■ **TASK BRIEF**
Locate every line in the material that contains the word "white" and copy each of those lines out. Case matters.

[Labeled-object pointing entries]
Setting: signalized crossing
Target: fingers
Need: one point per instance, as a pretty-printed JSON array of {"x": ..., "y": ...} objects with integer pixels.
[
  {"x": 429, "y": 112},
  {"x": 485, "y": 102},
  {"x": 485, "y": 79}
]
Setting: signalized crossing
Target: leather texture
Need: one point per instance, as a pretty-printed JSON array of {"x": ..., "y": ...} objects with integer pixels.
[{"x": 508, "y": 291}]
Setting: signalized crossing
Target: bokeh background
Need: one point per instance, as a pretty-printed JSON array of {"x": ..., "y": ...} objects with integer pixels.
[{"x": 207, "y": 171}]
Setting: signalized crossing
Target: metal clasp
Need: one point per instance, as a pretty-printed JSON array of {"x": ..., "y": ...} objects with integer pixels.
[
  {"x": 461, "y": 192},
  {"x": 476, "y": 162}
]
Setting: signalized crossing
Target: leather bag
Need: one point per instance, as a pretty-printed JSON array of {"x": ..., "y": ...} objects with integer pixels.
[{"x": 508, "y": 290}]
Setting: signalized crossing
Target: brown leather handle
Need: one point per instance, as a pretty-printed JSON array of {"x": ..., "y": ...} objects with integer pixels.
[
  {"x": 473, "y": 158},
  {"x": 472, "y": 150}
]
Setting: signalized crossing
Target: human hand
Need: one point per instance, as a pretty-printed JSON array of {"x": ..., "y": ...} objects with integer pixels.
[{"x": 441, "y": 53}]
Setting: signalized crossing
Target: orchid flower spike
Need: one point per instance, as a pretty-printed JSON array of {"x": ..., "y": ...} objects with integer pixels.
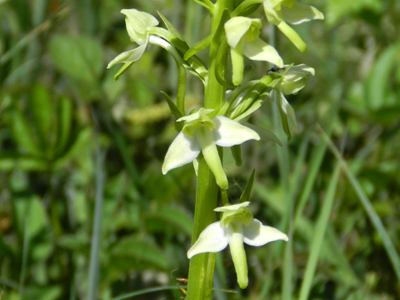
[
  {"x": 242, "y": 36},
  {"x": 237, "y": 226},
  {"x": 137, "y": 24},
  {"x": 201, "y": 133},
  {"x": 291, "y": 83},
  {"x": 279, "y": 12}
]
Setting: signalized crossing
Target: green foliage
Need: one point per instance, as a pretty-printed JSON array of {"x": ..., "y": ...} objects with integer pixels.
[{"x": 59, "y": 106}]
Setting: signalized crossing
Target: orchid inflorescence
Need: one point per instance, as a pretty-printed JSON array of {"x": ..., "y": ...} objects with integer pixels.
[{"x": 224, "y": 122}]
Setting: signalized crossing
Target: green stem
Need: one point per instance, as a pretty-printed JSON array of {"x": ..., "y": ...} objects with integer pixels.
[{"x": 201, "y": 269}]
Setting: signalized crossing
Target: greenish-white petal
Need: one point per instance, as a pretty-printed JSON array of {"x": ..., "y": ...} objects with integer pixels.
[
  {"x": 261, "y": 51},
  {"x": 297, "y": 72},
  {"x": 209, "y": 149},
  {"x": 212, "y": 239},
  {"x": 292, "y": 36},
  {"x": 265, "y": 134},
  {"x": 129, "y": 56},
  {"x": 135, "y": 36},
  {"x": 287, "y": 109},
  {"x": 139, "y": 20},
  {"x": 293, "y": 87},
  {"x": 257, "y": 234},
  {"x": 235, "y": 29},
  {"x": 182, "y": 151},
  {"x": 229, "y": 133},
  {"x": 233, "y": 207},
  {"x": 272, "y": 15},
  {"x": 235, "y": 239},
  {"x": 201, "y": 112},
  {"x": 256, "y": 105},
  {"x": 300, "y": 13}
]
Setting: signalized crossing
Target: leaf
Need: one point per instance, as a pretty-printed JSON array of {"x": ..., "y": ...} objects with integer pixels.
[
  {"x": 167, "y": 218},
  {"x": 80, "y": 57},
  {"x": 142, "y": 251}
]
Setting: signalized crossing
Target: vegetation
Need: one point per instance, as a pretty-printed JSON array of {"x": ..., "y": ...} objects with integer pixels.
[{"x": 81, "y": 157}]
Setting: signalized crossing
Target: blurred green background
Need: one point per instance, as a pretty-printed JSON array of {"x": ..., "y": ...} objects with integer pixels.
[{"x": 71, "y": 137}]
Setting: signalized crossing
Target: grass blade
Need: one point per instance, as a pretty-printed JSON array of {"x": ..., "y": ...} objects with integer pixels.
[
  {"x": 318, "y": 237},
  {"x": 366, "y": 203}
]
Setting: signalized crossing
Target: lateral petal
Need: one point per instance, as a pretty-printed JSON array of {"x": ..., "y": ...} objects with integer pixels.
[
  {"x": 257, "y": 234},
  {"x": 261, "y": 51},
  {"x": 300, "y": 13},
  {"x": 182, "y": 151},
  {"x": 235, "y": 29},
  {"x": 212, "y": 239},
  {"x": 235, "y": 237},
  {"x": 229, "y": 133},
  {"x": 129, "y": 56}
]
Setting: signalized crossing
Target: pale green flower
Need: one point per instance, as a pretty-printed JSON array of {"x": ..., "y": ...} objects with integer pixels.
[
  {"x": 242, "y": 37},
  {"x": 200, "y": 133},
  {"x": 281, "y": 12},
  {"x": 237, "y": 226},
  {"x": 137, "y": 24},
  {"x": 291, "y": 83}
]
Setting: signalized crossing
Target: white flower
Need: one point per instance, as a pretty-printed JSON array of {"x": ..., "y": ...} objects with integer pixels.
[
  {"x": 279, "y": 12},
  {"x": 242, "y": 36},
  {"x": 236, "y": 227},
  {"x": 291, "y": 83},
  {"x": 200, "y": 133},
  {"x": 137, "y": 24}
]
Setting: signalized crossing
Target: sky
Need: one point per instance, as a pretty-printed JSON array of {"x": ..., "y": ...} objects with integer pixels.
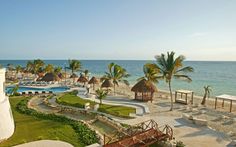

■ **OUTPUT FOR THIS TASK**
Target: greenish-white petal
Target: white flower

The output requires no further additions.